(Stored items)
============================================================

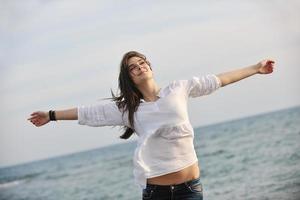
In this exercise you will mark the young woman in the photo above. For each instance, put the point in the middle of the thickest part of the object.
(165, 162)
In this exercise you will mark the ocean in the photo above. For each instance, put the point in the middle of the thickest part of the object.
(257, 157)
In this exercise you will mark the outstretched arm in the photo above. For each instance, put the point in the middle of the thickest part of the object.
(263, 67)
(40, 118)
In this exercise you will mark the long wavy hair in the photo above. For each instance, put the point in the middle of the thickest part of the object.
(129, 96)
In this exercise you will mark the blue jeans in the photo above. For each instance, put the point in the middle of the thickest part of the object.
(190, 190)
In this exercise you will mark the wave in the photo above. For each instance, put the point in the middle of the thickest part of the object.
(11, 184)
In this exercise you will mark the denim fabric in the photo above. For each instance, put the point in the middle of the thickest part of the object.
(190, 190)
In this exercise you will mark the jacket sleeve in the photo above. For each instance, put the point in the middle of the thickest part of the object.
(100, 115)
(203, 85)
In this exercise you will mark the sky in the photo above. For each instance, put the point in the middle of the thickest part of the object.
(63, 54)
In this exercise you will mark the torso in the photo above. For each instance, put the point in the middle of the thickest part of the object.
(186, 174)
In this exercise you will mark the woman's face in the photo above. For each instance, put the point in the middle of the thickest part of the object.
(139, 70)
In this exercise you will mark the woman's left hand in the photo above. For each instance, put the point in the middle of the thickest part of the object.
(265, 66)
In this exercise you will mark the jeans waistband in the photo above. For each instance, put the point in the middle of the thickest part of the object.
(181, 185)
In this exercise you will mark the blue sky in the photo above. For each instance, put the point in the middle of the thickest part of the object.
(62, 54)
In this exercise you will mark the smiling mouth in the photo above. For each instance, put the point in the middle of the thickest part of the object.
(143, 71)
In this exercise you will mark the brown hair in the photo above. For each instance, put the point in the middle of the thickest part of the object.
(129, 96)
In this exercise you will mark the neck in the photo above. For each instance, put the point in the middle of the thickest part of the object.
(149, 90)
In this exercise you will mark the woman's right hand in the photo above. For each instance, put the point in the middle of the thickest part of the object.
(39, 118)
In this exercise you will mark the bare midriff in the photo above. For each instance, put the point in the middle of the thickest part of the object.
(174, 178)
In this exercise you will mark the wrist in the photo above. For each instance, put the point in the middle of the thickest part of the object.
(51, 115)
(256, 68)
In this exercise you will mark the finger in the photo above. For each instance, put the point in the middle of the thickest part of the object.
(34, 117)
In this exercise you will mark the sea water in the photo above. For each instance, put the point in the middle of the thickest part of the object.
(257, 157)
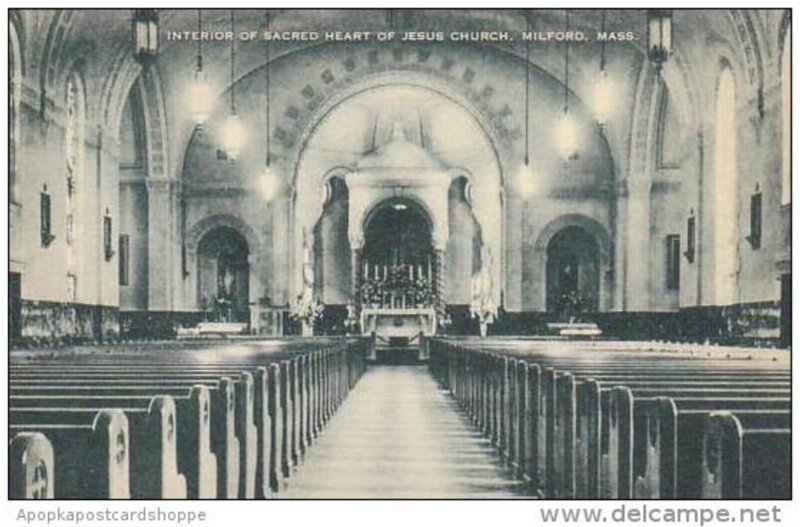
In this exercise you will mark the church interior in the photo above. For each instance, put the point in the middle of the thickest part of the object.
(459, 183)
(649, 195)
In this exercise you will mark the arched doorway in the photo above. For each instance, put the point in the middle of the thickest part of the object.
(397, 257)
(573, 265)
(223, 275)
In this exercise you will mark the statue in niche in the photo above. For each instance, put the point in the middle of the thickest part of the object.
(483, 306)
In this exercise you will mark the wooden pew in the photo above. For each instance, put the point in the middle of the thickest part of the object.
(316, 391)
(153, 434)
(667, 456)
(238, 459)
(30, 467)
(564, 406)
(90, 456)
(746, 455)
(224, 436)
(193, 413)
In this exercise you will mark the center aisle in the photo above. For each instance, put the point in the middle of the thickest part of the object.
(398, 435)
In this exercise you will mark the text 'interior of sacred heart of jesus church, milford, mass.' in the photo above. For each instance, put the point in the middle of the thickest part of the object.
(399, 253)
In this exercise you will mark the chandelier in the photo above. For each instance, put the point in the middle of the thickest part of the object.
(145, 34)
(270, 184)
(659, 36)
(200, 95)
(232, 129)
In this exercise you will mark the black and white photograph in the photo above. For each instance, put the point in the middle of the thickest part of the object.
(399, 254)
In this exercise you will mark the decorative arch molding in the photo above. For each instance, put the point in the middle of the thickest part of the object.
(117, 85)
(751, 54)
(54, 44)
(539, 264)
(155, 116)
(195, 234)
(18, 38)
(499, 140)
(784, 27)
(592, 226)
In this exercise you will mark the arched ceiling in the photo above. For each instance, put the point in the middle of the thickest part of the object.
(101, 39)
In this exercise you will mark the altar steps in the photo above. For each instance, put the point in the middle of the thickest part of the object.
(397, 355)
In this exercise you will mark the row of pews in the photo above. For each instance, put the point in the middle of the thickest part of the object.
(618, 421)
(202, 422)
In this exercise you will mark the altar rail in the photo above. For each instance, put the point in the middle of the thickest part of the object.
(621, 421)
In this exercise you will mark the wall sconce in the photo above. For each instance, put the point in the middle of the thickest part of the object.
(145, 34)
(755, 219)
(691, 234)
(659, 36)
(45, 218)
(108, 250)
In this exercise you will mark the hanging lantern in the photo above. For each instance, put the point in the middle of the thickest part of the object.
(659, 36)
(604, 97)
(232, 136)
(200, 98)
(526, 180)
(270, 184)
(145, 34)
(232, 129)
(566, 135)
(200, 95)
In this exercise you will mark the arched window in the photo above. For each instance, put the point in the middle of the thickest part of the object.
(75, 126)
(724, 190)
(786, 116)
(14, 93)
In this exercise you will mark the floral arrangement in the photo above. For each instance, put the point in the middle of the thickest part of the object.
(417, 290)
(308, 310)
(571, 304)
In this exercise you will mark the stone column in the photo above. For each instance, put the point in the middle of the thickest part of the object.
(439, 285)
(355, 278)
(160, 243)
(637, 246)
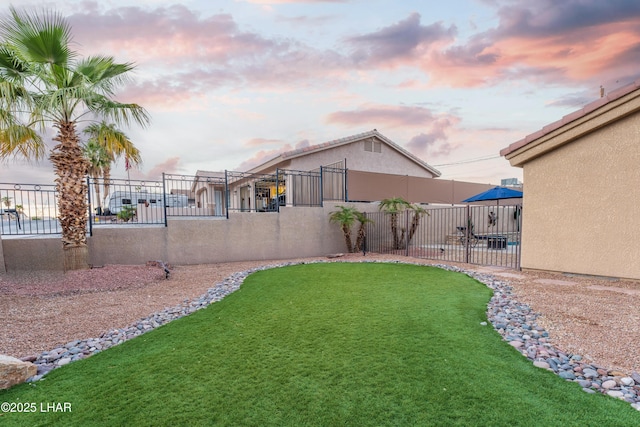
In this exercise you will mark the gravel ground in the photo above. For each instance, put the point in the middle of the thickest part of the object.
(596, 318)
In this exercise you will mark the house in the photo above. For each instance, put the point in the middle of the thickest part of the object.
(582, 202)
(362, 167)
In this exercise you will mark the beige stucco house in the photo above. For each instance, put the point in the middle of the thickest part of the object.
(582, 204)
(363, 167)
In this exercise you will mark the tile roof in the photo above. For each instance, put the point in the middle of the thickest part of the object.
(592, 106)
(353, 138)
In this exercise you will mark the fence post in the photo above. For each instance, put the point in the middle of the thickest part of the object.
(467, 246)
(321, 186)
(277, 190)
(164, 199)
(89, 205)
(406, 235)
(226, 193)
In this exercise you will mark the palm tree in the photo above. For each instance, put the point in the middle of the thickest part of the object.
(345, 218)
(42, 81)
(98, 161)
(115, 144)
(6, 200)
(362, 231)
(394, 206)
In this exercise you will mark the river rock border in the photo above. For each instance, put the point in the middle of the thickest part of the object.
(514, 321)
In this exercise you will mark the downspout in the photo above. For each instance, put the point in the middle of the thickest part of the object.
(226, 193)
(89, 206)
(346, 195)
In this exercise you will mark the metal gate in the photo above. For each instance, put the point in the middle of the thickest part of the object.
(483, 235)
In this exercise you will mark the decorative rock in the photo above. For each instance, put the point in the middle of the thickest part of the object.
(63, 361)
(626, 381)
(14, 371)
(590, 373)
(516, 323)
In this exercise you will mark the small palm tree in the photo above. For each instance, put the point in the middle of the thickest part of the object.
(114, 144)
(393, 206)
(98, 161)
(345, 218)
(418, 212)
(362, 231)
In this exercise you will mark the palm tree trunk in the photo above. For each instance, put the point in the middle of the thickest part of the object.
(71, 168)
(414, 227)
(106, 175)
(347, 238)
(96, 186)
(394, 230)
(360, 238)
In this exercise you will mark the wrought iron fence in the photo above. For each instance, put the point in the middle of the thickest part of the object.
(32, 208)
(28, 209)
(484, 235)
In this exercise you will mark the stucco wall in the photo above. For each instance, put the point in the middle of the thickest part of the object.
(294, 232)
(32, 253)
(2, 266)
(582, 203)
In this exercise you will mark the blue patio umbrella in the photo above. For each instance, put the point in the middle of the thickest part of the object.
(496, 193)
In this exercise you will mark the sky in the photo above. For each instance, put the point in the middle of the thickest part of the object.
(230, 84)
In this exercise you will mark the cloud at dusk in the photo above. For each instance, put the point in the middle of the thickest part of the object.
(275, 75)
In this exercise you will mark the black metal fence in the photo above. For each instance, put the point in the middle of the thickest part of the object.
(28, 209)
(484, 235)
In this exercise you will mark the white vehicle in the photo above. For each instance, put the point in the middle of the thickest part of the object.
(119, 199)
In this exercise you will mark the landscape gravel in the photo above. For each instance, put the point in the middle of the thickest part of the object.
(516, 321)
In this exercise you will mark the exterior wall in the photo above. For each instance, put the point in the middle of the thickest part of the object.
(388, 161)
(582, 203)
(3, 269)
(38, 253)
(292, 233)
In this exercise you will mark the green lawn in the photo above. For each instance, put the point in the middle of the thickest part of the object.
(335, 344)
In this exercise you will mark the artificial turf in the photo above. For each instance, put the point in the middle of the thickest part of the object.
(335, 344)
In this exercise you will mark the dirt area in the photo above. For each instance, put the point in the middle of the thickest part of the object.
(594, 317)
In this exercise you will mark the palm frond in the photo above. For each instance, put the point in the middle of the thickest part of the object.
(41, 38)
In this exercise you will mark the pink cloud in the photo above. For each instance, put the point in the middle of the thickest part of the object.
(264, 156)
(169, 166)
(387, 115)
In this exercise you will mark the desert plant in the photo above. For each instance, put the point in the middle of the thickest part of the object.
(127, 213)
(418, 212)
(6, 201)
(362, 231)
(345, 217)
(45, 82)
(393, 206)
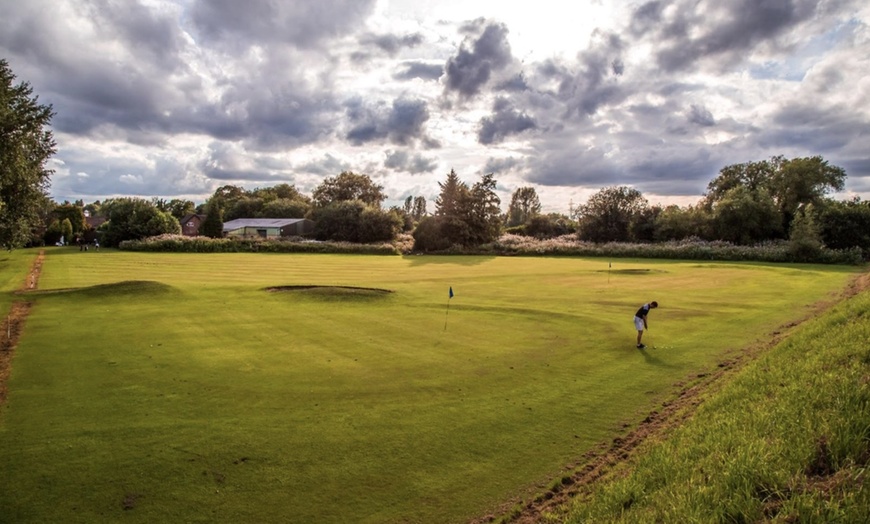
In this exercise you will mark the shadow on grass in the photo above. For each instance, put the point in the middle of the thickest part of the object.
(459, 260)
(652, 359)
(332, 293)
(126, 289)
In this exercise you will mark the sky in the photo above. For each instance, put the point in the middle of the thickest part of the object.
(175, 98)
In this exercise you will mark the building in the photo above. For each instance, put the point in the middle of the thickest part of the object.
(190, 224)
(268, 227)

============================================================

GOAL OF THE EXERCISE
Format the Stored items from the line with "In this exercise you will mark the palm frond" through the end as a two-column CSV with the headers text and points. Give one row per line of text with its points, each in a single quoted field with line breaks turned into spaces, and leave the pictures out.

FINAL RESULT
text,points
"In this exercise you will mark the palm frond in the photo above. For each instance, put the point in the middle of the thickest part of the object.","(41, 38)"
"In this exercise you will mark the pink cloud in the photo above. For each instance, put the point in the middle of the thickest part of the object.","(264, 156) (169, 166) (387, 115)"
"In this exercise you will mark the desert plant in the photo above. For each instance, put the point in the middle of the thickest part of the object.","(127, 213) (418, 212) (6, 201) (362, 231) (345, 217) (45, 82) (393, 206)"
"In this exercise you will mark the shadow on grass in the photo above. For each instance, put the point in the middle of the thickest part of the object.","(459, 260) (652, 359) (332, 293) (126, 289)"
"In this exercise you will mark the sky in the photo above. For each instance, put the point in the middle of the thickest part of the object.","(175, 98)"
"In this exercise you will mark the building in the photo above. For each instance, put the point in the middle of the thickest part of the object.","(190, 224) (268, 227)"